Output the material, from the line containing "walking in the photo above." through the end of the material, inclusive, as a Markdown table with the columns n and Line. Number the rows in order and leave out blank lines.

(Coordinate labeling data)
-- Start --
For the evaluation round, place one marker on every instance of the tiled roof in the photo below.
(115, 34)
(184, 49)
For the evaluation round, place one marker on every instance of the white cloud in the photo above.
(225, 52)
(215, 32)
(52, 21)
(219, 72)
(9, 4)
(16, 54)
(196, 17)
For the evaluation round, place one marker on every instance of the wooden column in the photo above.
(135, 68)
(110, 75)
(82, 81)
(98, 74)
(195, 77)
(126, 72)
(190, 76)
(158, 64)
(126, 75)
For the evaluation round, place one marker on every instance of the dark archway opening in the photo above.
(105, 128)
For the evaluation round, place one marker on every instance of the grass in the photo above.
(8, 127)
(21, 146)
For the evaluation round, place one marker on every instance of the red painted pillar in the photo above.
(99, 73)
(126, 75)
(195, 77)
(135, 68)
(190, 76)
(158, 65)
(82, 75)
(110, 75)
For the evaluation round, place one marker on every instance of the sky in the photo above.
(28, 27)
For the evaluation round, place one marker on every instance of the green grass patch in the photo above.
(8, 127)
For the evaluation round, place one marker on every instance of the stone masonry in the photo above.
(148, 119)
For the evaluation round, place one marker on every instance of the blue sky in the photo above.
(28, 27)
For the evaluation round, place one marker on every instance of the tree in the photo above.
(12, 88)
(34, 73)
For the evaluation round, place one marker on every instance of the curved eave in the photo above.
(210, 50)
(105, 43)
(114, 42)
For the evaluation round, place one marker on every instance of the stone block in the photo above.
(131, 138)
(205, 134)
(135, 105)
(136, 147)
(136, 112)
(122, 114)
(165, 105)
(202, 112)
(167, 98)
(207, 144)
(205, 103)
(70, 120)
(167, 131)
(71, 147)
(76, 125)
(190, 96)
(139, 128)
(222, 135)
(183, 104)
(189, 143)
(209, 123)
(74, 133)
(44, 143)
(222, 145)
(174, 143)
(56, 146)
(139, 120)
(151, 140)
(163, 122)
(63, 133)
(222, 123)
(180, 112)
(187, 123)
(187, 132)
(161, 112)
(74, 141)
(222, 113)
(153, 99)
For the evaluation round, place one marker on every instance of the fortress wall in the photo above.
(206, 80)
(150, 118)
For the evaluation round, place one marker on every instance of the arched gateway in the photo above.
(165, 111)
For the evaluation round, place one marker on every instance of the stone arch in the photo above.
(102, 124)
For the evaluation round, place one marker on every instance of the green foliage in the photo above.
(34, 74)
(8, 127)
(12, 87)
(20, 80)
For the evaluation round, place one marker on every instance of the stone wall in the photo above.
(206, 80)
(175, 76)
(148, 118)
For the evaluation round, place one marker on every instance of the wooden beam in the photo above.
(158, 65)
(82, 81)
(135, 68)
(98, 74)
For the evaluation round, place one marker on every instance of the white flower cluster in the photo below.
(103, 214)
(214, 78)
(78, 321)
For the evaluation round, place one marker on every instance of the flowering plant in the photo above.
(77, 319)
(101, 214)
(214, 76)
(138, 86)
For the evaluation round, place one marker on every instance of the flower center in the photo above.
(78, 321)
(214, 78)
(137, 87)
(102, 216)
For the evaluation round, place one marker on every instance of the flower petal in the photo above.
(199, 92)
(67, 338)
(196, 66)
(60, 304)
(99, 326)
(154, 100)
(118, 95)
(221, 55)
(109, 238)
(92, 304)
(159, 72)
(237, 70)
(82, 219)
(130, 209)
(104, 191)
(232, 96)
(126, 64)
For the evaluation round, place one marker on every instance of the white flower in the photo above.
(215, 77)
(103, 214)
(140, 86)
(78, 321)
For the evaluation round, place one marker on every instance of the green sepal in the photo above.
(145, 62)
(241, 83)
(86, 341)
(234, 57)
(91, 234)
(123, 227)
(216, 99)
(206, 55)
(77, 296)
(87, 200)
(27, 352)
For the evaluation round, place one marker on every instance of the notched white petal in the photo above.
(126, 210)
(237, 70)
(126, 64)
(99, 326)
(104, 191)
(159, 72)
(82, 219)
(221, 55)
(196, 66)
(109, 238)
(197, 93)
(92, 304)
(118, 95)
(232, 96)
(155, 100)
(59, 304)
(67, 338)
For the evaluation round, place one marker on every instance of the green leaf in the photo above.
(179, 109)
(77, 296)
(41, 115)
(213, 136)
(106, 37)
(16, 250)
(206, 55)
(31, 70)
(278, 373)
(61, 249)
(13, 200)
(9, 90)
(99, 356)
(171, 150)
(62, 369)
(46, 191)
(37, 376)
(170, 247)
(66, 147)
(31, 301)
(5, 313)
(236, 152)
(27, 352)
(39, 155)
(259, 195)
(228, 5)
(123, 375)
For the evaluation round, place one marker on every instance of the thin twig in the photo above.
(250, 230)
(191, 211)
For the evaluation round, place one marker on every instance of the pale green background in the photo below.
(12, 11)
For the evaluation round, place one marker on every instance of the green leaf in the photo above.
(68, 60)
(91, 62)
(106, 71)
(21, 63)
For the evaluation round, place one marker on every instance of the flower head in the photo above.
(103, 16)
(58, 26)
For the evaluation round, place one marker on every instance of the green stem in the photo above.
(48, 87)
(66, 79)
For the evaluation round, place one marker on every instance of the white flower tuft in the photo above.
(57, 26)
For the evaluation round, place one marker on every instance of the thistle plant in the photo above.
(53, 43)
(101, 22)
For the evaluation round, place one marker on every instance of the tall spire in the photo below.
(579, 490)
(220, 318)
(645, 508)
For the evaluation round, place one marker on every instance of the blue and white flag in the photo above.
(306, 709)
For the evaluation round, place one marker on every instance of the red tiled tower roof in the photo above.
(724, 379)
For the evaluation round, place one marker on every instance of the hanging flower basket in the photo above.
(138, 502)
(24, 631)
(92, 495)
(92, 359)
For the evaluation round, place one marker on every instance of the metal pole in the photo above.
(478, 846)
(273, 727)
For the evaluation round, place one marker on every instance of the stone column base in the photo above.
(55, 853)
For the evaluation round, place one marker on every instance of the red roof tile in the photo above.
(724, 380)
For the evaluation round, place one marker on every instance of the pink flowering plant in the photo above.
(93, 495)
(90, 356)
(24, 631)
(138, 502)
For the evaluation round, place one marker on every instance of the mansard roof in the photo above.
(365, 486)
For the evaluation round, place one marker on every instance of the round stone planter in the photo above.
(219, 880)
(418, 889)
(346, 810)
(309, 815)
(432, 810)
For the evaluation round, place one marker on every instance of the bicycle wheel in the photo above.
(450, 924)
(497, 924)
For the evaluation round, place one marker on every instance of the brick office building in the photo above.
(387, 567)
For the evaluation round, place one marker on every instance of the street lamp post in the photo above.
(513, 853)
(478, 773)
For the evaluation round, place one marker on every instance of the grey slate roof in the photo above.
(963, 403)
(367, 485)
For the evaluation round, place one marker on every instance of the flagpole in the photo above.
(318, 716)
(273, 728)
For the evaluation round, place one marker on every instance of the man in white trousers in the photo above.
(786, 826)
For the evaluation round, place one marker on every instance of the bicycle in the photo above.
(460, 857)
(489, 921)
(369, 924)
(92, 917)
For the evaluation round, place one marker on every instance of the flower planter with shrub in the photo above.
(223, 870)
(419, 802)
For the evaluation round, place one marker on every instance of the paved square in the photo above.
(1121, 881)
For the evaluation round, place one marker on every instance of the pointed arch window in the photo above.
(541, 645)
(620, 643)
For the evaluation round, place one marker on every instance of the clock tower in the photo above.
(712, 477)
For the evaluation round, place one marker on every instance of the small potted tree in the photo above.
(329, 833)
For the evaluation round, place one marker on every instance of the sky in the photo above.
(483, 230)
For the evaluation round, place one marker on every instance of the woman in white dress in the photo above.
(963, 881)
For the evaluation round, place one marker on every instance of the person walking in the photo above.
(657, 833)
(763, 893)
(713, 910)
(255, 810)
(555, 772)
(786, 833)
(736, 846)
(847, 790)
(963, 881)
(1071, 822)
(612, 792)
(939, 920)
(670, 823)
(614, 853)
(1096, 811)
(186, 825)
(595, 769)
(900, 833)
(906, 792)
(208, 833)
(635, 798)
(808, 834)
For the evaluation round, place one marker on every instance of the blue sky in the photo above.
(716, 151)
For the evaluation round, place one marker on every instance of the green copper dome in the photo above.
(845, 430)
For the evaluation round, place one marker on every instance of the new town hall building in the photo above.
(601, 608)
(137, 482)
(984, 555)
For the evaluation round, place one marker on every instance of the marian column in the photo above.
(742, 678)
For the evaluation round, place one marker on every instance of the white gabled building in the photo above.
-- End --
▶ **Exercise response**
| n | Line |
|---|---|
| 1 | For the evaluation round, place one marker on every instance of the person walking in the photo above. |
| 2 | (657, 833) |
| 3 | (763, 893) |
| 4 | (713, 910) |
| 5 | (255, 810) |
| 6 | (555, 772) |
| 7 | (786, 833) |
| 8 | (736, 846) |
| 9 | (847, 790) |
| 10 | (963, 881) |
| 11 | (1071, 822) |
| 12 | (612, 792) |
| 13 | (939, 920) |
| 14 | (670, 823) |
| 15 | (614, 853) |
| 16 | (1096, 811) |
| 17 | (186, 825) |
| 18 | (595, 769) |
| 19 | (900, 833) |
| 20 | (906, 792) |
| 21 | (208, 833) |
| 22 | (635, 798) |
| 23 | (808, 834) |
| 24 | For the evaluation round, place one marker on every instance of the blue sky in the photo above. |
| 25 | (716, 151) |
| 26 | For the evaluation round, place one marker on every instance of the green copper dome in the photo above. |
| 27 | (845, 430) |
| 28 | For the evaluation round, place one marker on every instance of the new town hall building in the photo above. |
| 29 | (601, 608) |
| 30 | (137, 482) |
| 31 | (984, 555) |
| 32 | For the evaluation round, place one marker on every instance of the marian column in the photo above. |
| 33 | (742, 678) |
| 34 | For the evaluation round, place one marker on every instance of the white gabled building in the photo above. |